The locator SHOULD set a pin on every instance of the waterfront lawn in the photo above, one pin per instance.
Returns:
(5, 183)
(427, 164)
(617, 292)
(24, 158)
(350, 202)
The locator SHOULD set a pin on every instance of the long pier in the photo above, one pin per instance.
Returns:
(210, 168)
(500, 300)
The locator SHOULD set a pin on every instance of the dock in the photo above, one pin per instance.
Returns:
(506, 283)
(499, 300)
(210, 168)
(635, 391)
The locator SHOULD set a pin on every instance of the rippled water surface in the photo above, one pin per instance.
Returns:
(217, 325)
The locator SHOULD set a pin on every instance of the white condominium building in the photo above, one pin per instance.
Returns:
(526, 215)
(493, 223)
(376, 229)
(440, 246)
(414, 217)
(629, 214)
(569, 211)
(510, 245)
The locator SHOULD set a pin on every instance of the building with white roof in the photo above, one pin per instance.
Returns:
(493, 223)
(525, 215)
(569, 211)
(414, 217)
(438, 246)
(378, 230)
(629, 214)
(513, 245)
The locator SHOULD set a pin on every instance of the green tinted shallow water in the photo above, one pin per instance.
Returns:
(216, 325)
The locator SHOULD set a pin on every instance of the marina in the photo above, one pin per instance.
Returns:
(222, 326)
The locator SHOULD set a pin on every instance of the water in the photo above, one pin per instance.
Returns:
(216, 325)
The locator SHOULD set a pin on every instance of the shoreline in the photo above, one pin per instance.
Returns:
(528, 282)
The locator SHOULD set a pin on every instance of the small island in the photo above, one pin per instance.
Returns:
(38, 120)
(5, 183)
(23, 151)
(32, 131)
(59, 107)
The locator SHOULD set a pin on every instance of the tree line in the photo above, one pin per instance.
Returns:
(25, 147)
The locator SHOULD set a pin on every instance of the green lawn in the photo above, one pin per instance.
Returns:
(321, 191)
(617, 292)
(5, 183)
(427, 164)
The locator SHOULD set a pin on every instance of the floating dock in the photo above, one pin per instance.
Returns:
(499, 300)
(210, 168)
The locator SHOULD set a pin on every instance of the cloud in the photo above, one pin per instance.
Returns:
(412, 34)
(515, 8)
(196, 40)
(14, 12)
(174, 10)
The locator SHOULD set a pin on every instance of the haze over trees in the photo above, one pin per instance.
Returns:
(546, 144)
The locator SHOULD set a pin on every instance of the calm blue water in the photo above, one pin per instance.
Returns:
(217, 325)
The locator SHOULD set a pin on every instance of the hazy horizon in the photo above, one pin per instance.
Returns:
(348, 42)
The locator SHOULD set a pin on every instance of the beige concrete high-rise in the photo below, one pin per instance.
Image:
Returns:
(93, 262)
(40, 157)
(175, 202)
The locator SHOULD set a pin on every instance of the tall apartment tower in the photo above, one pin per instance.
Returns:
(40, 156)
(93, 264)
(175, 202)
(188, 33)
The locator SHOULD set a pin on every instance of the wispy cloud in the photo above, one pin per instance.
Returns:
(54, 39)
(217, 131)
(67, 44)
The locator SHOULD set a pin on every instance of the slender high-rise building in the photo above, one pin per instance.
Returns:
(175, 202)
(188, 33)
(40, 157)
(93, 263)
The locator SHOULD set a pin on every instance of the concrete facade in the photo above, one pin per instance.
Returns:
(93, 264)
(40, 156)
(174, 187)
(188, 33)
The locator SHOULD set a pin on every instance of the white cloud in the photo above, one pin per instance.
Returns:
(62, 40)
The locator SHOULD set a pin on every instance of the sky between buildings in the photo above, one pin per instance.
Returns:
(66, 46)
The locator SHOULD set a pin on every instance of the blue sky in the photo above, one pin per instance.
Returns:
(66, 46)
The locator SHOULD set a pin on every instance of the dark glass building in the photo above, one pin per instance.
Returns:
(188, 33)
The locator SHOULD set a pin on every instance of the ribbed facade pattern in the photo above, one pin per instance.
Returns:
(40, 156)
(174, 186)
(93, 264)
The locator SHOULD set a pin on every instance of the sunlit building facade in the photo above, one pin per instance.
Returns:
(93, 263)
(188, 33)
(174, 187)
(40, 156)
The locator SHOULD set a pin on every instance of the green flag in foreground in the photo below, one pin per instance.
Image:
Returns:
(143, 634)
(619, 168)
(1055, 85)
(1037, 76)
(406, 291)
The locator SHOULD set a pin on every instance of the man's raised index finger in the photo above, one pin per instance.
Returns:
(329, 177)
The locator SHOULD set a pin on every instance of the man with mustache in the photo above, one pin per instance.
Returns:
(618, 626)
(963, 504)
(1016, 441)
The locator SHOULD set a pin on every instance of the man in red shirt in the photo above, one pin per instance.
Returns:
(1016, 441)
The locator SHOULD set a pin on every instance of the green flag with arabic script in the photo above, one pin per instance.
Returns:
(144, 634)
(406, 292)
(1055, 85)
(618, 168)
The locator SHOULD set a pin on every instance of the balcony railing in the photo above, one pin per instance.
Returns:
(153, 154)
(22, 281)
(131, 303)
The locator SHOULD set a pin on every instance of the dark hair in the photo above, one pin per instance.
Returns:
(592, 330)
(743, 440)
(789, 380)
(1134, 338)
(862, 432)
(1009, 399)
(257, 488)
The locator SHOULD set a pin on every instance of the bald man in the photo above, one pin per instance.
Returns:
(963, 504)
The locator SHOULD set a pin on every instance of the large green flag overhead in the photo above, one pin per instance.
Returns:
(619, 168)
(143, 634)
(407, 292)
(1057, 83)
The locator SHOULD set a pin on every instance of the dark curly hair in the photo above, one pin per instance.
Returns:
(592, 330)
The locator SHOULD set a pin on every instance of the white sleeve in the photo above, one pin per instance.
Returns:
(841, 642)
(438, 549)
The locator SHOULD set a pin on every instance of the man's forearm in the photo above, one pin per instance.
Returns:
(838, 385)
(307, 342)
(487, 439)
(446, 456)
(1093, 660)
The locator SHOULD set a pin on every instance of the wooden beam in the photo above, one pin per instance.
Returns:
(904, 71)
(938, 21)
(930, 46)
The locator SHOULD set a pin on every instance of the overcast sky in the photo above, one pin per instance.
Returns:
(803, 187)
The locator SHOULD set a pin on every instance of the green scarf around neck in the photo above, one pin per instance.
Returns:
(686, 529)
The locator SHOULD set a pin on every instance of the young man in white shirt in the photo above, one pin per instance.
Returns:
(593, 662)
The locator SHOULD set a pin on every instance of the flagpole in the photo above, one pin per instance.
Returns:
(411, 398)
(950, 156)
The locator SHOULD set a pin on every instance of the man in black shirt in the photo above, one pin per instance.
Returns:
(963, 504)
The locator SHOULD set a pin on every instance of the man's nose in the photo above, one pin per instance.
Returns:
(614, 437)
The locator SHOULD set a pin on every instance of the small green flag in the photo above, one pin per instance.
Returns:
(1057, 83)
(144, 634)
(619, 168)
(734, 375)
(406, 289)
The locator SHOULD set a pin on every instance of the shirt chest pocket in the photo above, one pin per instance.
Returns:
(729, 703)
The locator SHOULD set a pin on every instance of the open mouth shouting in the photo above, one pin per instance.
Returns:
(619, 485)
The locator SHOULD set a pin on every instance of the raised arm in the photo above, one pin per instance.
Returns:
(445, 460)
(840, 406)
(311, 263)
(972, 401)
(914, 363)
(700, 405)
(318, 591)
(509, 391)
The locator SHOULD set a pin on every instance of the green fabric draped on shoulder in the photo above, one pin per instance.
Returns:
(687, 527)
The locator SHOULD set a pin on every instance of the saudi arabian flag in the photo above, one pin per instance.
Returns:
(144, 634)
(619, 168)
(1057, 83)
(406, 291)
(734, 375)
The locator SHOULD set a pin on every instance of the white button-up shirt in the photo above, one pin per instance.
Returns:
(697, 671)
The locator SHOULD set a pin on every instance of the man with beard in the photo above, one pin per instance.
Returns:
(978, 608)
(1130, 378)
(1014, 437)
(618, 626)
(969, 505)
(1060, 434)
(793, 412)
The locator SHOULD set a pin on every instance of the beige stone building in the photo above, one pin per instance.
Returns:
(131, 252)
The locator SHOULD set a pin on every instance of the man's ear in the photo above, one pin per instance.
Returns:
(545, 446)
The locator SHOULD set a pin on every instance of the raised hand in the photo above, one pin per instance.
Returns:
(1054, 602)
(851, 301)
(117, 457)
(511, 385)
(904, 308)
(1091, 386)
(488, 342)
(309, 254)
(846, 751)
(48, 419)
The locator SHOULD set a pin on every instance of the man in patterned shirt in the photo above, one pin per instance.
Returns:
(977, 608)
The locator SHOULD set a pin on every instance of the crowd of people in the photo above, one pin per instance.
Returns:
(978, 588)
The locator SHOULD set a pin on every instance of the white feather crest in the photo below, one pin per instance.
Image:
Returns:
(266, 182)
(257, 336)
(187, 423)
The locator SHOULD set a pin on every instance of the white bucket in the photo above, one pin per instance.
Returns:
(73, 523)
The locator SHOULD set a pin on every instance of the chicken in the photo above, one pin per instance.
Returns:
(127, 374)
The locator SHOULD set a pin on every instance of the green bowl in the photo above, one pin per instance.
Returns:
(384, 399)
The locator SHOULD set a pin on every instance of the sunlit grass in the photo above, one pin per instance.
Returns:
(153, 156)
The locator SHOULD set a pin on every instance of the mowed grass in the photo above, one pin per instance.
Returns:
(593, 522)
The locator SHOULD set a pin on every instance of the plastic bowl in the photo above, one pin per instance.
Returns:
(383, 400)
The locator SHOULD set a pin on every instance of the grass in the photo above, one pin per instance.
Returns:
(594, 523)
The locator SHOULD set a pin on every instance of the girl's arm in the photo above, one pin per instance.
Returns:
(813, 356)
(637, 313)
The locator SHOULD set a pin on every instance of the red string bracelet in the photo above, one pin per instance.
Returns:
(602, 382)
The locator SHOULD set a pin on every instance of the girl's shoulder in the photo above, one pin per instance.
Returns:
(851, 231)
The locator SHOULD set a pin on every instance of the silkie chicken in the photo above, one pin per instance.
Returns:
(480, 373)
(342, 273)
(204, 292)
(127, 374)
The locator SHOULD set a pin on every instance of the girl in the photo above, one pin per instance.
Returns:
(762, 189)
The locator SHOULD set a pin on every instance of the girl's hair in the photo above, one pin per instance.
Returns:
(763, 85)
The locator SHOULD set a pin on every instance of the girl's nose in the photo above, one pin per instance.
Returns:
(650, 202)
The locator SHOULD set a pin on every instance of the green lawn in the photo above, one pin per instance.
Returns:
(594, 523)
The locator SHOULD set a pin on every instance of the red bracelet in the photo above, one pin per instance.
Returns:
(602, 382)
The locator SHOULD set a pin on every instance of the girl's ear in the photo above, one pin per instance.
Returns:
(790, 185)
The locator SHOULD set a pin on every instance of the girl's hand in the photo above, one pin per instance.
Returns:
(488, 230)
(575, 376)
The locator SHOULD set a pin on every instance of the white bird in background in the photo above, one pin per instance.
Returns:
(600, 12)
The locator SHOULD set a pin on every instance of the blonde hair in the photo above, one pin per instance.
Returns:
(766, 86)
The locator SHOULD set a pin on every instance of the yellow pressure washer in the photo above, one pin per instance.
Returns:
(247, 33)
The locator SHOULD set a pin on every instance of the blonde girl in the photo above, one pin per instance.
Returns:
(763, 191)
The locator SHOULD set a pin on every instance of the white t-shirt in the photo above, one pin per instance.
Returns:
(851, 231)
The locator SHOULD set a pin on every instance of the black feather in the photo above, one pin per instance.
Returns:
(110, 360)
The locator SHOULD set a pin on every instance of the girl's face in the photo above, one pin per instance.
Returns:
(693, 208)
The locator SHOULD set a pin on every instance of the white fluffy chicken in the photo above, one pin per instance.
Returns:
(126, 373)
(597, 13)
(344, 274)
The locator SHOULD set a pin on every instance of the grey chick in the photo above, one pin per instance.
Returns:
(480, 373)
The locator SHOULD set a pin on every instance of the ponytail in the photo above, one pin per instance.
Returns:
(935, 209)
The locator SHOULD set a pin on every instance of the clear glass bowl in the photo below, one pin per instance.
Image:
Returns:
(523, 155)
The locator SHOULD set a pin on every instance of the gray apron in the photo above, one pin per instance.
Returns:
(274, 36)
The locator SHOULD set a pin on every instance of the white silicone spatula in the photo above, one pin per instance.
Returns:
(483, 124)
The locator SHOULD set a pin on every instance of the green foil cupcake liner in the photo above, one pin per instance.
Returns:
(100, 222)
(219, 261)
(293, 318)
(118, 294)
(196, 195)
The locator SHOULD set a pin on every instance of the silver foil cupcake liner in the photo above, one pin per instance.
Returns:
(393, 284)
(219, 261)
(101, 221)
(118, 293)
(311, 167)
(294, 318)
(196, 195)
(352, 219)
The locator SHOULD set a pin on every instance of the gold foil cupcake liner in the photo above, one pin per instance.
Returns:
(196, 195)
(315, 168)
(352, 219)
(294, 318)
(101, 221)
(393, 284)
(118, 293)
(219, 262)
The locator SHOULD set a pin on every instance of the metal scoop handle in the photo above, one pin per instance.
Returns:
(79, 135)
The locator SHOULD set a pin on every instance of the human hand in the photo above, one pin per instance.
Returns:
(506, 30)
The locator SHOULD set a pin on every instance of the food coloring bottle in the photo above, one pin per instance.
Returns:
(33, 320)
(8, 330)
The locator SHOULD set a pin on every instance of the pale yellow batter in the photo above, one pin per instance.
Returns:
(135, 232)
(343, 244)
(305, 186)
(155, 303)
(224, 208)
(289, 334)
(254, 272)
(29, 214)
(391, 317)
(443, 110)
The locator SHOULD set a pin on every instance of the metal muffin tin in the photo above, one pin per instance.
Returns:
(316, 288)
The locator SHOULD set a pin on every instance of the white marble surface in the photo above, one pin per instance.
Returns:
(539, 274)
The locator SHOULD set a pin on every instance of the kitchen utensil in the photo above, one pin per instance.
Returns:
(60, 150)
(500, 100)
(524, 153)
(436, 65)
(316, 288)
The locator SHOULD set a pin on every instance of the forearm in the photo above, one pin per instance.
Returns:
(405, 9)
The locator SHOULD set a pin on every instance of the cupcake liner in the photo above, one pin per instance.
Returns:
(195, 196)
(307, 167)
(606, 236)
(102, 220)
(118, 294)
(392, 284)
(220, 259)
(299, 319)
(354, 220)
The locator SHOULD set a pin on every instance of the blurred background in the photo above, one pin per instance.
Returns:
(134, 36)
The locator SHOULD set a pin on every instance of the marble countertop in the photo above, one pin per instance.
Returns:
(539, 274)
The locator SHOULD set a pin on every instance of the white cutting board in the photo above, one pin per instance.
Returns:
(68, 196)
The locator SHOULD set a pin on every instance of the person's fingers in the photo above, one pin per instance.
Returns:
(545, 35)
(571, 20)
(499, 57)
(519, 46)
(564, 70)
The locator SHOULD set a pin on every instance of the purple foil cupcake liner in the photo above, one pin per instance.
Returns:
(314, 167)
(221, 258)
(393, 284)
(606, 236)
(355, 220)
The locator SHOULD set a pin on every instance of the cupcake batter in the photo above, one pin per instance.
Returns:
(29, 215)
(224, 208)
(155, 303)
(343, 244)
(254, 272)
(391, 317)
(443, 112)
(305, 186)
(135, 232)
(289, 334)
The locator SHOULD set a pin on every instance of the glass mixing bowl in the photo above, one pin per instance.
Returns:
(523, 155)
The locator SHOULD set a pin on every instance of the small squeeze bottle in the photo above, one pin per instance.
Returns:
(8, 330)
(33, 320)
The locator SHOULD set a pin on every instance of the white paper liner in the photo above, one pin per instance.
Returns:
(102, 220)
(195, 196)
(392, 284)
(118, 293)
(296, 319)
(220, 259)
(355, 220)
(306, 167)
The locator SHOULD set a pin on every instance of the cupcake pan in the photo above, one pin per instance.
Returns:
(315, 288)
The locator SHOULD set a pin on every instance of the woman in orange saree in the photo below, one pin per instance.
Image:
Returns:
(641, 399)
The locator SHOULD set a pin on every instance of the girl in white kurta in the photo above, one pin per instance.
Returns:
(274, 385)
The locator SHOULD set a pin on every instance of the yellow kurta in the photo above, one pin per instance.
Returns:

········

▸ **WHAT YOU WILL DO**: Please reproduce, exactly as they appear above, the lines from the line containing "of the clear" up to and including the line containing "of the gold".

▸ **EXERCISE RESULT**:
The locator SHOULD set a pin on every instance of the clear glass bowl in the photo below, one pin per instance.
Image:
Returns:
(523, 155)
The locator SHOULD set a pin on every instance of the gray apron in the photo above, one pin per instance.
Returns:
(274, 36)
The locator SHOULD set a pin on every instance of the white silicone spatula in the photo above, one pin per instance.
Returns:
(483, 124)
The locator SHOULD set a pin on every instance of the green foil cupcake liner in the photo above, one pin per instance.
Returns:
(100, 222)
(219, 261)
(293, 318)
(118, 294)
(196, 195)
The locator SHOULD set a pin on every instance of the silver foil cupcake liner in the photo above, one pin per instance.
Returns:
(393, 284)
(219, 261)
(101, 221)
(118, 293)
(311, 167)
(294, 318)
(196, 195)
(352, 219)
The locator SHOULD set a pin on every instance of the gold foil cupcake liner in the photo above, one pin per instance.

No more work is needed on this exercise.